(Saved data entries)
------------------------------------------------

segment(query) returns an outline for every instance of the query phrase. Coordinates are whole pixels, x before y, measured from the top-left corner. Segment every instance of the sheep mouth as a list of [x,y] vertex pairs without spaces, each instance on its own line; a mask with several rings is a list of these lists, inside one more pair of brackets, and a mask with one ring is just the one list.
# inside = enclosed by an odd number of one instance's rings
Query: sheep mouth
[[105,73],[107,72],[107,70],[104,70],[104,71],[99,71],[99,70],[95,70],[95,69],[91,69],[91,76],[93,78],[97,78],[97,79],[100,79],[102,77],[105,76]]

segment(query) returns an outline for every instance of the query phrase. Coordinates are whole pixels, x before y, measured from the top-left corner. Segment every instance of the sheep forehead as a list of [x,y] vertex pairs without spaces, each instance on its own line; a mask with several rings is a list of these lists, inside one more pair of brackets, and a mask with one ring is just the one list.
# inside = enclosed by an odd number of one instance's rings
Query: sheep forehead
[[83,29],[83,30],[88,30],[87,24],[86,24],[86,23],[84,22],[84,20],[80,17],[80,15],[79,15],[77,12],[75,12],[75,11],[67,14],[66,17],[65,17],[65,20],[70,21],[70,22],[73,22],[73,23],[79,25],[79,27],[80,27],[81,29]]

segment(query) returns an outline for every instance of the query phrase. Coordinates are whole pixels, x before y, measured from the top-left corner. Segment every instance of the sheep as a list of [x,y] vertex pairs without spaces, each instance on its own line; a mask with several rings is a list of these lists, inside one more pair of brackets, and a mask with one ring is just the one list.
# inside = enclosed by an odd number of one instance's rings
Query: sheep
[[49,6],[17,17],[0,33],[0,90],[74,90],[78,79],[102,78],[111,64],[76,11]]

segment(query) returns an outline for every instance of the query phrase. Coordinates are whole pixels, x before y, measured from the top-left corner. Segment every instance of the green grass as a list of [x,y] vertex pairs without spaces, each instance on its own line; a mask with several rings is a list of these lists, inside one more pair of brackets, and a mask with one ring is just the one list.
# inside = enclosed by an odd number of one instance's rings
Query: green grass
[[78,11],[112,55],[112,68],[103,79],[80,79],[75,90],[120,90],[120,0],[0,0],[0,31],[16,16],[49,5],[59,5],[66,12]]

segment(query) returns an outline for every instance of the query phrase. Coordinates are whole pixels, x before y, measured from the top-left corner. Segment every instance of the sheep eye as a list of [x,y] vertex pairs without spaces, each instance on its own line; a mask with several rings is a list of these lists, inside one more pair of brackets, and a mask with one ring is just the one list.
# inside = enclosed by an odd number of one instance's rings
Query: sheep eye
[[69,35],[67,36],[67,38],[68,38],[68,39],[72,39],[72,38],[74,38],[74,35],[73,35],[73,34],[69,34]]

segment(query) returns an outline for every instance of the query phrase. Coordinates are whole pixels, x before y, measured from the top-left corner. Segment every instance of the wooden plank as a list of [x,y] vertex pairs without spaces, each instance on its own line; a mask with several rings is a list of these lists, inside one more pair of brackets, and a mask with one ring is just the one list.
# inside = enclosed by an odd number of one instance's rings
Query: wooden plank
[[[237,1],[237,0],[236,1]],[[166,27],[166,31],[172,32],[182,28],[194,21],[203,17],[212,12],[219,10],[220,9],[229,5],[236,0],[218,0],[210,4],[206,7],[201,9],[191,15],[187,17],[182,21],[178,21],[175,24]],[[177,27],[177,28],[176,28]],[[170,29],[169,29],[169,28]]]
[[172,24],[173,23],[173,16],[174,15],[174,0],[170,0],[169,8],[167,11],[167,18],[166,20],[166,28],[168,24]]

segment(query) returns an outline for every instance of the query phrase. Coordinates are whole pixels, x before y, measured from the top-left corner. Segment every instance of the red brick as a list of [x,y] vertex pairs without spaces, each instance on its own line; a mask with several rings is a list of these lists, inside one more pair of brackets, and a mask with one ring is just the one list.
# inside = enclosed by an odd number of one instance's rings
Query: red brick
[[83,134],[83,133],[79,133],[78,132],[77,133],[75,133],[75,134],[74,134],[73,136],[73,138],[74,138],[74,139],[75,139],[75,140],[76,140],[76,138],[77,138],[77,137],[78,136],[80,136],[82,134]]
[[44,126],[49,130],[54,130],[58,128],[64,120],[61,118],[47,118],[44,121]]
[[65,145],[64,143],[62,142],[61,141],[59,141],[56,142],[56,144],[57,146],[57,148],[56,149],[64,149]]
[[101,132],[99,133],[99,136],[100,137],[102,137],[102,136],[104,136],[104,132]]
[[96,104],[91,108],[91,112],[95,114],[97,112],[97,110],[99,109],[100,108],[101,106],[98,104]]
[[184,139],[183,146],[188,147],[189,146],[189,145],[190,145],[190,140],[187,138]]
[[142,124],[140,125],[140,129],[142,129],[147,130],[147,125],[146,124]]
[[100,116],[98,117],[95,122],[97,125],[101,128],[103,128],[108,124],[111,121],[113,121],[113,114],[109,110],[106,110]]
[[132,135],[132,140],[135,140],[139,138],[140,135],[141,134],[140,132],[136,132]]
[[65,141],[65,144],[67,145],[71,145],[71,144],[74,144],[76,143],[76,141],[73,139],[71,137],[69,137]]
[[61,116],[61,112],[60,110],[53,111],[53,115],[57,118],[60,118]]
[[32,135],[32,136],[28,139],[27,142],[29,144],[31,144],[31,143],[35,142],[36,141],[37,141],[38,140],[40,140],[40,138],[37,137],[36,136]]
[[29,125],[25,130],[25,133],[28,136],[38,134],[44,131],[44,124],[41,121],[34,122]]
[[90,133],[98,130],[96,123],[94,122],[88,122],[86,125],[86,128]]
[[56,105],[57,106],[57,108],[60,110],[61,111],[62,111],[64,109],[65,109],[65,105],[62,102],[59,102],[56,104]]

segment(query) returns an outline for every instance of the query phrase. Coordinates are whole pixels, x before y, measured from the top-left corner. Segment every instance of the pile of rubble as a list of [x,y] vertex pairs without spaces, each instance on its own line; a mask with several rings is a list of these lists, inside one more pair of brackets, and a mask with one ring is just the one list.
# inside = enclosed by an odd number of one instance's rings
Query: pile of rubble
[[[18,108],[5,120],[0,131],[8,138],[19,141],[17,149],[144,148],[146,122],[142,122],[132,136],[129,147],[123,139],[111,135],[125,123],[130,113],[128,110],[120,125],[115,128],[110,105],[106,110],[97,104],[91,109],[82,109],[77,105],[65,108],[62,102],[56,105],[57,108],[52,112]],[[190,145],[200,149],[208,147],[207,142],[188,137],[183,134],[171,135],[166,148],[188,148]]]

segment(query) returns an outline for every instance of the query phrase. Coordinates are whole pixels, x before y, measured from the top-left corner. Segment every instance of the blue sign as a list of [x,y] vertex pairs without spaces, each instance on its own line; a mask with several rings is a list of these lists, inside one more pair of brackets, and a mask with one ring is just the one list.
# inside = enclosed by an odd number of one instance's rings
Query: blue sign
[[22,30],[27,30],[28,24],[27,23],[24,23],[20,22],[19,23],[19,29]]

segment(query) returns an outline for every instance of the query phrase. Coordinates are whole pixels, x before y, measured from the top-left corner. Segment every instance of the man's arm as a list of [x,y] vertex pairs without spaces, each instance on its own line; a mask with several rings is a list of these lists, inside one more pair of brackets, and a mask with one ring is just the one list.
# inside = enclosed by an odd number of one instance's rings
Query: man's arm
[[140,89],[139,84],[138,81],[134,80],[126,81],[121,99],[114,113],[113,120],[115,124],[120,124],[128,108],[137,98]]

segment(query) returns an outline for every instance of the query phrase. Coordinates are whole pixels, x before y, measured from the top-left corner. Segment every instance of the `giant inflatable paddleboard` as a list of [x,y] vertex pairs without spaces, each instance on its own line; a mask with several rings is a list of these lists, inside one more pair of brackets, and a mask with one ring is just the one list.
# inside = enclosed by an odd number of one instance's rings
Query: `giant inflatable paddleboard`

------------------------------------------------

Print the listing above in full, exactly as it is.

* **Written answer**:
segment(query) returns an outline for every instance of the query phrase. Coordinates are whole pixels, x before y, measured from the top-left corner. Segment every instance of the sheep mouth as a list of [x,y] vertex pairs without spaces, each instance on its own line; a mask with several rings is a list of these lists, inside one more pair of brackets, and a mask with one ring is just the one list.
# inside = enclosed by an odd number of one instance's rings
Query: sheep mouth
[[105,73],[107,72],[107,70],[104,70],[104,71],[99,71],[99,70],[95,70],[95,69],[91,69],[91,76],[93,78],[97,78],[97,79],[100,79],[102,77],[105,76]]

segment(query) returns an outline for every instance of the query phrase. Coordinates are whole pixels, x before y, measured from the top-left corner. Segment every instance of the sheep forehead as a list of [x,y] vertex pairs without spaces, each instance on its own line; a mask with several rings is a list of these lists, inside one more pair of brackets, and a mask with one ring is just the one list.
# inside = enclosed by an odd number of one instance's rings
Query: sheep forehead
[[83,29],[83,30],[88,30],[87,24],[86,24],[86,23],[84,22],[84,20],[80,17],[80,15],[79,15],[77,12],[75,12],[75,11],[67,14],[66,17],[65,17],[65,20],[70,21],[70,22],[73,22],[73,23],[79,25],[79,27],[80,27],[81,29]]

segment(query) returns an outline for every instance of the query phrase. Coordinates are whole pixels, x before y, measured from the top-left corner. Segment every instance of the sheep as a list of [x,y] vertex pairs without spaces, each instance on its own line; a mask with several rings is a list of these lists, inside one more pair of brackets, and a mask with one ring is just the one list.
# inside = enclosed by an odd number of one instance's rings
Query: sheep
[[49,6],[17,17],[0,33],[0,90],[74,90],[78,79],[102,78],[111,64],[76,11]]

segment(query) returns an outline for every instance of the query phrase. Coordinates are whole pixels, x before y, measured from the top-left corner. Segment every instance of the green grass as a list of [x,y] vertex pairs without spaces, each instance on its own line; a mask with several rings is a list of these lists, inside one more pair of brackets, and a mask with one ring is just the one list.
# inside = enclosed by an odd number of one instance's rings
Query: green grass
[[78,11],[112,55],[112,68],[103,79],[80,79],[75,90],[120,90],[120,0],[0,0],[0,31],[16,16],[49,5],[59,5],[66,12]]

segment(query) returns an outline for every instance of the query phrase. Coordinates are whole pixels, x before y, measured from the top-left corner. Segment every instance of the sheep eye as a list of [x,y] vertex pairs without spaces, each instance on its own line; a mask with several rings is a list of these lists, inside one more pair of brackets, and a mask with one ring is just the one list.
# inside = enclosed by an odd number of one instance's rings
Query: sheep eye
[[69,35],[67,36],[67,38],[68,38],[68,39],[72,39],[72,38],[74,38],[74,35],[73,35],[73,34],[69,34]]

segment(query) returns an outline for every instance of the query phrase. Coordinates are whole pixels, x before y, measured from the top-left corner. Segment every instance of the wooden plank as a list of [x,y] vertex pairs without spaces, each instance on its own line; a mask with several rings is a list of these lists, inside one more pair of brackets, and a mask with one ring is just the one list.
# inside = enclosed by an odd number of one instance's rings
Query: wooden plank
[[[237,1],[237,0],[236,1]],[[166,27],[166,31],[172,32],[182,28],[194,21],[203,17],[212,12],[219,10],[220,9],[229,5],[236,0],[218,0],[210,4],[206,7],[201,9],[191,15],[187,17],[182,21],[178,21],[175,24]],[[177,27],[177,28],[176,28]],[[170,29],[169,29],[169,28]]]
[[172,24],[173,23],[173,16],[174,15],[174,0],[170,0],[169,8],[167,11],[167,18],[166,20],[166,28],[168,24]]

segment(query) returns an outline for every instance of the query phrase. Coordinates are whole pixels, x before y, measured from the top-left corner. Segment every instance of the red brick as a list of [x,y] vertex pairs without spaces, each instance on its own line; a mask with several rings is a list of these lists, inside one more pair of brackets, and a mask with one ring is just the one list.
# inside = enclosed by an odd number of one instance's rings
Query: red brick
[[83,134],[83,133],[79,133],[78,132],[77,133],[75,133],[75,134],[74,134],[73,136],[73,138],[74,138],[74,139],[75,139],[75,140],[76,140],[76,138],[77,138],[77,137],[78,136],[80,136],[82,134]]
[[44,126],[49,130],[54,130],[58,128],[64,120],[61,118],[47,118],[44,121]]
[[65,145],[64,143],[62,142],[61,141],[59,141],[56,142],[56,144],[57,146],[57,148],[56,149],[64,149]]
[[101,132],[99,133],[99,136],[100,137],[102,137],[102,136],[104,136],[104,132]]
[[96,104],[91,108],[91,112],[95,114],[97,112],[97,110],[99,109],[100,108],[101,106],[98,104]]
[[184,139],[183,146],[188,147],[189,146],[189,145],[190,145],[190,140],[187,138]]
[[142,124],[140,125],[140,129],[142,129],[147,130],[147,125],[146,124]]
[[100,116],[98,117],[95,122],[97,125],[101,128],[103,128],[108,124],[111,121],[113,121],[113,114],[109,110],[106,110]]
[[132,135],[132,140],[135,140],[139,138],[140,135],[141,134],[140,132],[136,132]]
[[65,141],[65,144],[67,145],[71,145],[71,144],[74,144],[76,143],[76,141],[73,139],[71,137],[69,137]]
[[61,116],[61,112],[60,110],[53,111],[53,115],[57,118],[60,118]]
[[32,135],[32,136],[28,139],[27,142],[29,144],[31,144],[31,143],[35,142],[36,141],[37,141],[38,140],[40,140],[40,138],[37,137],[36,136]]
[[29,125],[25,130],[25,133],[28,136],[38,134],[44,131],[44,124],[41,121],[34,122]]
[[90,133],[98,130],[96,123],[94,122],[88,122],[86,125],[86,128]]
[[56,105],[57,106],[57,108],[60,110],[61,111],[62,111],[64,109],[65,109],[65,105],[62,102],[59,102],[56,104]]

segment(query) returns an outline for every instance of the query phrase. Coordinates are whole pixels, x before y, measured from the top-left corner. Segment every instance of the pile of rubble as a list of [x,y] vertex pairs without spaces, each instance on its own line; a mask with several rings is a list of these lists, inside one more pair of brackets, and a mask with one ring is just the one list.
# inside = enclosed by an odd number of one instance's rings
Query: pile of rubble
[[[18,108],[5,120],[0,131],[8,138],[19,141],[17,149],[144,148],[146,122],[142,122],[132,136],[129,147],[123,139],[111,135],[125,123],[130,113],[128,110],[120,125],[115,128],[110,105],[106,110],[97,104],[91,109],[82,109],[77,105],[65,108],[62,102],[56,105],[57,108],[52,112]],[[190,145],[200,149],[208,147],[207,142],[188,137],[183,134],[171,135],[166,148],[188,148]]]

segment(query) returns an outline for every instance of the query phrase. Coordinates are whole pixels, x before y, measured from the top-left corner. Segment every instance of the blue sign as a list of [x,y] vertex pairs without spaces, each instance on its own line; a mask with several rings is a list of these lists, inside one more pair of brackets, and a mask with one ring is just the one list.
# inside = enclosed by an odd number of one instance's rings
Query: blue sign
[[22,30],[27,30],[28,24],[27,23],[24,23],[20,22],[19,23],[19,29]]

segment(query) returns an outline for every instance of the query phrase. Coordinates are whole pixels, x before y, measured from the top-left corner. Segment every instance of the man's arm as a list of [x,y] vertex pairs without spaces, each instance on its own line; a mask with several rings is a list of these lists, inside one more pair of brackets, and a mask with one ring is just the one list.
# inside = enclosed by an odd number of one instance's rings
Query: man's arm
[[140,89],[139,84],[138,81],[134,80],[126,81],[121,99],[114,113],[113,120],[115,124],[120,124],[128,108],[137,98]]

segment(query) returns an outline for every instance of the query phrase. Coordinates are whole pixels, x before y, measured from the top-left corner. Segment every instance of the `giant inflatable paddleboard` as a list of [x,y] vertex pairs without spaces, each instance on its own line; a mask with several rings is a list of these lists, inside one more pair of brackets, and a mask with one ring is just the one list.
# inside = enclosed by an odd number of one instance's rings
Query: `giant inflatable paddleboard`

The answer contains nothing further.